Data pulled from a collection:
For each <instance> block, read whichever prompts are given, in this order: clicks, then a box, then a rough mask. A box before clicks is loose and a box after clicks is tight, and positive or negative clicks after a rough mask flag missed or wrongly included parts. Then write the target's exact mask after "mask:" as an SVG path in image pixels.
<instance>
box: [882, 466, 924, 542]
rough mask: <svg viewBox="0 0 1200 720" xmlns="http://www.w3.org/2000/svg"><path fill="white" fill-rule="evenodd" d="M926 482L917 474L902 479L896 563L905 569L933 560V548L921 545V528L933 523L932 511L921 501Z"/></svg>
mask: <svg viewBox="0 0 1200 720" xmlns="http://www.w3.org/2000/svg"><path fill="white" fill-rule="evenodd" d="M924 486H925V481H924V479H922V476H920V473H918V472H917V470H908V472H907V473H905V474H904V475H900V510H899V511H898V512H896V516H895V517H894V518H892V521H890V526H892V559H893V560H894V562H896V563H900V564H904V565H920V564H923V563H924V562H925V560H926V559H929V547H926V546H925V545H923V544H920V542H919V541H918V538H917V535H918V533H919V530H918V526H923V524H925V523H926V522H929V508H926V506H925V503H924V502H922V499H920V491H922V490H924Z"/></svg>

To-do item » Output every line of the listing above, copied character for character with no changes.

Response to the task »
For each <instance> block, read whichever prompts are given, in this order: clicks, then a box, then a rough mask. A box before clicks is loose and a box after clicks is tight, and positive or negative clicks after a rough mask flag missed or wrongly included parts. Then write the target's exact mask after "mask:" as an SVG path in image pixels.
<instance>
box: [882, 466, 924, 542]
rough mask: <svg viewBox="0 0 1200 720" xmlns="http://www.w3.org/2000/svg"><path fill="white" fill-rule="evenodd" d="M926 482L917 474L902 479L896 563L905 569L933 560V548L921 545V528L933 523L932 511L921 501Z"/></svg>
mask: <svg viewBox="0 0 1200 720" xmlns="http://www.w3.org/2000/svg"><path fill="white" fill-rule="evenodd" d="M924 486H925V481H924V479H922V476H920V473H918V472H917V470H908V472H907V473H905V474H904V475H900V510H899V511H898V512H896V516H895V517H894V518H892V521H890V526H892V559H893V560H894V562H896V563H900V564H904V565H920V564H923V563H924V562H925V560H926V559H929V547H926V546H925V545H923V544H920V542H919V541H918V538H917V535H918V533H919V530H918V526H923V524H925V523H926V522H929V508H926V506H925V503H924V502H922V499H920V491H922V490H924Z"/></svg>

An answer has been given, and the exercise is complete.